**TASK PROMPT**
Your result will be the set of lines with "clicks", copied from the material below.
---- DATA EXTRACT
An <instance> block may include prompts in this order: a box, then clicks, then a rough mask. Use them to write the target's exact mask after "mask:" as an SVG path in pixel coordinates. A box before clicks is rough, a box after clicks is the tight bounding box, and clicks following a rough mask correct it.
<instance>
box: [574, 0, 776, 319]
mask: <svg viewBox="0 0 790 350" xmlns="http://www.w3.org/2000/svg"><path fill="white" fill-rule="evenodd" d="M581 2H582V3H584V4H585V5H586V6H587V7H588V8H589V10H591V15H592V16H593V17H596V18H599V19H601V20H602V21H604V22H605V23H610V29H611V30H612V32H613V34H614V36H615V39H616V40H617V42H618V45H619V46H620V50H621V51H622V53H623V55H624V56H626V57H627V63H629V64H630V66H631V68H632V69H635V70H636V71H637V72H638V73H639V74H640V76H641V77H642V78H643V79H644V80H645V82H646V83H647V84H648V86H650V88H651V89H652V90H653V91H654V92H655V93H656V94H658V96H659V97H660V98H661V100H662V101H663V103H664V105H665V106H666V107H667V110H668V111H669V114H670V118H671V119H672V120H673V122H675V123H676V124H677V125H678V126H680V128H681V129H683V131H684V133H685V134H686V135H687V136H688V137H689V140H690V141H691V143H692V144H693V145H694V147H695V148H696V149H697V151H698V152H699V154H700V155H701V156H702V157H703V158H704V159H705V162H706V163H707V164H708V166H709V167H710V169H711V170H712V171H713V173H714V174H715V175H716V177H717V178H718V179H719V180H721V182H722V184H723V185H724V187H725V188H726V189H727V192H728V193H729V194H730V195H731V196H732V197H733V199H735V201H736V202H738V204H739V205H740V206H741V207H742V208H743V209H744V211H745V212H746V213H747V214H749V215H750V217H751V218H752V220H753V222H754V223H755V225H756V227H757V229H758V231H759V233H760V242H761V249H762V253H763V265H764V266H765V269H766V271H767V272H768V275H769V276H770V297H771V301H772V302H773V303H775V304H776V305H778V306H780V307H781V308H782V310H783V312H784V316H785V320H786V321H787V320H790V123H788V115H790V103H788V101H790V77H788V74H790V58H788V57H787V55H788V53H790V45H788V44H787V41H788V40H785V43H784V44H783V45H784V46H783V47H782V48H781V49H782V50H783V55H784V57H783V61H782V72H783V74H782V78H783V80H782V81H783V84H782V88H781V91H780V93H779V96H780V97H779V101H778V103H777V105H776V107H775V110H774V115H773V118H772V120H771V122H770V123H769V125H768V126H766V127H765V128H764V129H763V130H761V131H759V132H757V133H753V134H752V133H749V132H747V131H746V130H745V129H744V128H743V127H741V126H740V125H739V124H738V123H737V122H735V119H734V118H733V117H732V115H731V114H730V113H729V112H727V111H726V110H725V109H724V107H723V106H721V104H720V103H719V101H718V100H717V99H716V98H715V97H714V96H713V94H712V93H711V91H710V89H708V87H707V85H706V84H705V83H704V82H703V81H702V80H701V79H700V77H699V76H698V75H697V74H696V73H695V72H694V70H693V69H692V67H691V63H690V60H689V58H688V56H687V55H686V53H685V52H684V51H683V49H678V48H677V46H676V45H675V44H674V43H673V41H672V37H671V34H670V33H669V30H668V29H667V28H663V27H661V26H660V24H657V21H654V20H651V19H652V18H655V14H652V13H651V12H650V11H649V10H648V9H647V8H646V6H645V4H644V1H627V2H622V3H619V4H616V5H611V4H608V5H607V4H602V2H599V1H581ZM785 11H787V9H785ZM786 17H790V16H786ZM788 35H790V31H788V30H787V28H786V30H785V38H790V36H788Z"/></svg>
--------
---- DATA EXTRACT
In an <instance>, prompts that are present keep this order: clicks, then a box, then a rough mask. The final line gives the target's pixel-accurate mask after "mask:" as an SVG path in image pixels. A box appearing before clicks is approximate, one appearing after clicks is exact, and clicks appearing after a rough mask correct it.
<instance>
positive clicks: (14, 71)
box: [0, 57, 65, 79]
--------
**SOLUTION FOR THIS TASK**
An <instance> block may include prompts in this order: a box, then clicks, then a rough mask. Use them to write the target's exact mask after "mask:" as an SVG path in pixel coordinates. A box before clicks is rough, a box after clicks is the tight bounding box, and clicks following a rough mask correct it.
In an <instance>, prompts that are present keep this order: clicks, then a box, then a rough mask. The final line gives the target's pixel-accurate mask after "mask:" as an SVG path in image pixels. A box appearing before clicks is approximate, one appearing after clicks is exact, and clicks appearing after a rough mask correct it.
positive clicks: (14, 71)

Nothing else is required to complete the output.